Excerpt to read
* start *

# Show us your....



## dmina (Oct 28, 2015)

Mantis enclosures....

I will show you mine...

I have done quite a lot of different ones...

I thought I would share... for inspiration...





































Show us yours... if you don't mind sharing...

Thanks for looking


----------



## KevinsWither (Oct 28, 2015)

Ooh, that's good. Mines are in kritter keepers.


----------



## hibiscusmile (Oct 28, 2015)

I like the one with rocks.


----------



## dmina (Oct 28, 2015)

KevinsWither said:


> Ooh, that's good. Mines are in kritter keepers.


did you fix them up? let us see... I run out of ideas... I'm looking for new ideas..


----------



## Rick (Oct 29, 2015)

Some enclosures of the past. I've been in school for the last six years and haven't kept mantids full time so these pictures are just previous setups going back probably 13 years or so. We're in a transition period and once things are settled I'll get back into things.

* end *

Data

* start *

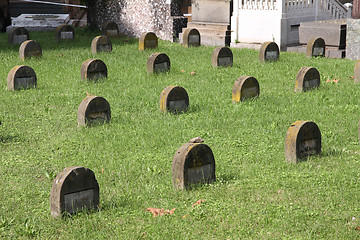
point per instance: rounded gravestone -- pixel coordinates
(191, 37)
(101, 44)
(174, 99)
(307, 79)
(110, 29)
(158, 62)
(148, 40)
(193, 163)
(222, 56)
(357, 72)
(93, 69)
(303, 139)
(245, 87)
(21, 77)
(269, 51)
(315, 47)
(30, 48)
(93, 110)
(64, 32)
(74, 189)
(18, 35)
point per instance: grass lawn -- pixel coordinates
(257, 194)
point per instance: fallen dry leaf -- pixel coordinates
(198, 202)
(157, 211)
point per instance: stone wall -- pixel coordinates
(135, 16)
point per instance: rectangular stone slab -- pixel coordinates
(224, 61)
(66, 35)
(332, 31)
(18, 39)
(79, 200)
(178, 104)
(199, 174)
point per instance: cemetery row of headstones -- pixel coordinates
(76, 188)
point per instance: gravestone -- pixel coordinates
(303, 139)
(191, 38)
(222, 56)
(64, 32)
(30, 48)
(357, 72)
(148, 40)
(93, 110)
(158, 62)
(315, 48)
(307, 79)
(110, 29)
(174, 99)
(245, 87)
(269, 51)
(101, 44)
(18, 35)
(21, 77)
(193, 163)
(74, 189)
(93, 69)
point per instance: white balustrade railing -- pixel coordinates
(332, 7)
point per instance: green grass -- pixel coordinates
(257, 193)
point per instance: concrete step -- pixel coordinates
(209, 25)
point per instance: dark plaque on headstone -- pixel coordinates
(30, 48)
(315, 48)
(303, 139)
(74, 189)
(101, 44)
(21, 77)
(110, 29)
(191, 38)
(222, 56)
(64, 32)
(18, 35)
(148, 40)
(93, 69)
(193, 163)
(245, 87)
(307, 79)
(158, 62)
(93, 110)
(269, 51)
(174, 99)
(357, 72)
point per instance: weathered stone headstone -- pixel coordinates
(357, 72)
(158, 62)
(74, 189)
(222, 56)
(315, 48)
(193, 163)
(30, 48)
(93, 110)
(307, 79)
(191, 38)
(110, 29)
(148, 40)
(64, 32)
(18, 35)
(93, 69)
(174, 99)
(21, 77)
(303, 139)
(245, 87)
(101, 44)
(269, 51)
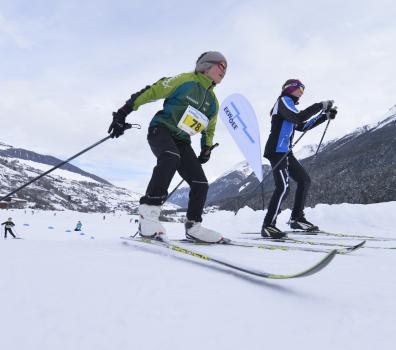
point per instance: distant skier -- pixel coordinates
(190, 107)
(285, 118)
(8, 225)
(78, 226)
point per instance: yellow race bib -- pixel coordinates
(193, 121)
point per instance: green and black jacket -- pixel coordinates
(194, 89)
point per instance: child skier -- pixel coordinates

* end *

What you have to do
Continue the forum thread about mantis enclosures from where it stops.

Final result
This is circa 2005. I still use those mini aquariums which can be divided into thirds.













I was using the laundry basket as a place to hatch large ooths.

















My favorite type of enclosure, the 32 oz insect cup with mesh lid. I stopped using the moss years ago.





An enclosure I made for a few I. diablolica. Unfortunately all of them died the night they arrived due to shipping issues but I still have it ready to go and will try again.


----------



## dmina (Oct 29, 2015)

WOW... that was awesome... really nice setups... I put shower curtains around my racks.. but the insulation... such a better idea!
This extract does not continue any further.